### SET TASK
Rewrite each of the entries, putting "inspect" wherever "examine" appears and leaving every other word as it is.

Excerpts from a detection dataset:
--------------------------------------------------
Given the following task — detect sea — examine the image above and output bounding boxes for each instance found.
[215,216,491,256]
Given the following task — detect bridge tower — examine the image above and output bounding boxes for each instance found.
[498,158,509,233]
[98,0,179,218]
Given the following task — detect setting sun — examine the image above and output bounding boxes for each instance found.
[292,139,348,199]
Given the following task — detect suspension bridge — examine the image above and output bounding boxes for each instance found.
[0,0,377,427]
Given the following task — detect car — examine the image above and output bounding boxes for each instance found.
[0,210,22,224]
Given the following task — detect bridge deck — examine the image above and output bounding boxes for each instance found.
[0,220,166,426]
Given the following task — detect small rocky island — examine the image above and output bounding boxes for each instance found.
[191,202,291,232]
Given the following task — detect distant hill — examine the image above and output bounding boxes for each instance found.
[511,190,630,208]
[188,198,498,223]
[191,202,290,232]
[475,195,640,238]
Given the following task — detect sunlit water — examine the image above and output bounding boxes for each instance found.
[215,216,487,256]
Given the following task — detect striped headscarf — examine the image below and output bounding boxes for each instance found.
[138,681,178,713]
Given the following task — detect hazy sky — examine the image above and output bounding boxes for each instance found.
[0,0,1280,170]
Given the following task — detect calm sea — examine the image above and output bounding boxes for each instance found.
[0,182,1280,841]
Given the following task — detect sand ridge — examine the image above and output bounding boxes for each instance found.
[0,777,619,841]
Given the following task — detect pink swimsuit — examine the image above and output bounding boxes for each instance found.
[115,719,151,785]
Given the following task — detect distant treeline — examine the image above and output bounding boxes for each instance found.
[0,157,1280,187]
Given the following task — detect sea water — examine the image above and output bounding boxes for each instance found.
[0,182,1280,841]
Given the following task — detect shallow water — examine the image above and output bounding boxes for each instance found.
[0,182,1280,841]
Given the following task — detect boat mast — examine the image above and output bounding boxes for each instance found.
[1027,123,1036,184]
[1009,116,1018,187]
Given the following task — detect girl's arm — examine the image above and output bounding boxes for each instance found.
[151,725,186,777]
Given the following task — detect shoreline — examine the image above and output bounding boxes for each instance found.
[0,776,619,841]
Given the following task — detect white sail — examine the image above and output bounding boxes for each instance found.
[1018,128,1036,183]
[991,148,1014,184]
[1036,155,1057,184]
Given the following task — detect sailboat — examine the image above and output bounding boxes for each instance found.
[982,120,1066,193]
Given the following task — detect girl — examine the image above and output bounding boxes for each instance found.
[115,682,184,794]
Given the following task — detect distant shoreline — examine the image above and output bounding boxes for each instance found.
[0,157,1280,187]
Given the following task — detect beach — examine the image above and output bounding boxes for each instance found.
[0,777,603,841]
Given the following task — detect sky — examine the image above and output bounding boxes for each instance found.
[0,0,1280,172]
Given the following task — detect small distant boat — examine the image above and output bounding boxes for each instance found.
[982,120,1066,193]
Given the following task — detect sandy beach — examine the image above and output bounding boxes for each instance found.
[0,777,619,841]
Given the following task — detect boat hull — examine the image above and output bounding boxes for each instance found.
--------------------------------------------------
### RESULT
Given the following task — detect sea — inspect the image above and output bounding boxes for each instance found.
[215,216,491,256]
Given the following task — detect bridge tower — inspect the image above and output bounding boxes for each instance found.
[498,158,509,233]
[98,0,179,218]
Given the following task — detect setting sun — inspect the image above and output bounding boxes for each instance found.
[292,139,348,199]
Given the following task — detect suspension bridge — inspect the image above and output bounding boxes for each instance found.
[0,0,377,427]
Given the following task — detect car — inspect the image above and output bounding boxes for each instance found.
[0,210,22,224]
Given the following task — detect bridge deck — inspect the image above and output bounding boxes for each instance found.
[0,220,166,426]
Given the following task — detect small rocky island — inspect the image above and output bounding boxes for each instance found.
[191,202,291,232]
Given the following task — detect distant hill — inspect the image above and output bounding boxes for each instance found.
[511,190,630,208]
[188,198,498,223]
[191,202,290,232]
[475,195,640,238]
Given the following task — detect sunlit water — inspect the image above and output bounding boxes for each instance found.
[215,216,487,256]
Given the following task — detect striped headscarf — inspect the image below and output bounding boxes for each instance found.
[138,681,178,713]
Given the following task — detect hazy sky — inspect the image above and output bounding boxes for each instance found.
[0,0,1280,170]
Given the following task — detect calm sea — inspect the image above and output bounding boxes for each instance found.
[0,182,1280,841]
Given the following task — detect sand ridge — inspect the image above and output bounding boxes for each instance found.
[0,777,619,841]
Given the following task — detect pink swimsuit — inspect the image above and output bounding boxes for each instance found.
[115,719,151,785]
Given the following task — detect distant treeline — inspect the image above and output bounding boxes for each instance found.
[0,157,1280,187]
Given the following task — detect sea water — inspect the image above and output bounding boxes for each instance found.
[0,182,1280,841]
Given the following task — detect shallow water — inspect the image above and output bounding boxes for each instance found.
[0,182,1280,841]
Given the following task — detect boat mast — inspect the image above and output bounding boxes for each instance found.
[1027,123,1036,184]
[1009,116,1018,187]
Given the following task — detect girl's arm — inspect the image above and output bounding boxes for each instance found.
[151,725,186,777]
Given the following task — detect shoreline — inspect the image above and output bounding boxes for each instance found.
[0,776,619,841]
Given the following task — detect white sail — inspect the image above and output bounding boxes for each instance found.
[1018,128,1036,183]
[991,148,1014,184]
[1036,155,1057,184]
Given the following task — detect sailboat — inspect the image above and output bounding boxes for each instance found.
[982,120,1066,193]
Given the following task — detect girl — inspect the image above and output bounding boxes for each instance found.
[115,682,184,794]
Given the following task — detect distant shoreline — inspect the image above and output bounding boxes for each instance found.
[0,157,1280,187]
Given the following task — detect beach — inspect the image above and output bounding boxes for each instance found.
[0,777,603,841]
Given the following task — detect sky — inspect the image above and output bounding boxes for each instance found.
[0,0,1280,172]
Given the following task — detect small distant boat — inspect the image above and output bounding boxes for each instance found.
[982,120,1066,193]
Given the following task — detect sandy beach — inspect the image above and output bounding boxes for each instance found.
[0,777,619,841]
Given the following task — detect boat hull — inspect the image above and output bounding boxes for each instance found.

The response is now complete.